■ **Requirement**
Examine the data below and state how many lines contain "boxes", offering no other words.

■ **Supplied data**
*****

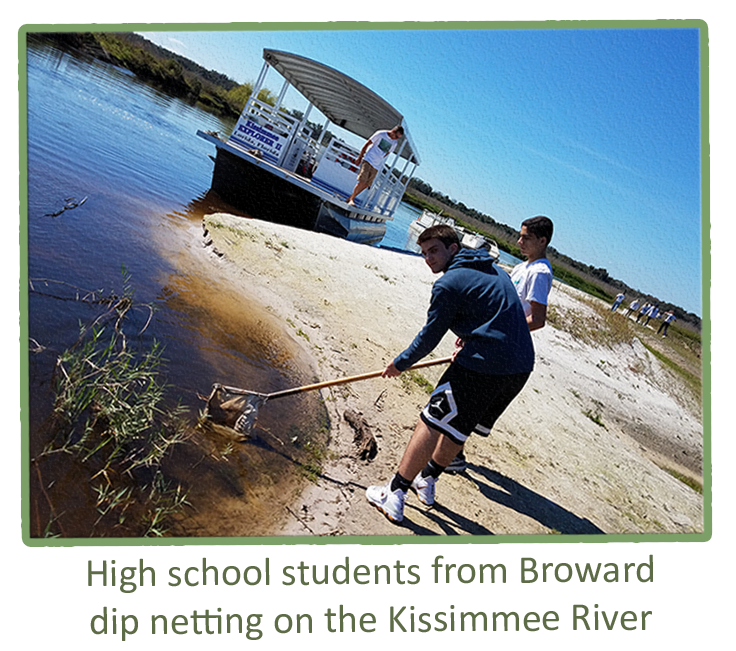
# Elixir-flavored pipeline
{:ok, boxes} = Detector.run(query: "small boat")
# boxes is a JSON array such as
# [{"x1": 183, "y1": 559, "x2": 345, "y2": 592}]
[
  {"x1": 406, "y1": 209, "x2": 500, "y2": 260},
  {"x1": 197, "y1": 49, "x2": 421, "y2": 246}
]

*****

■ **Result**
2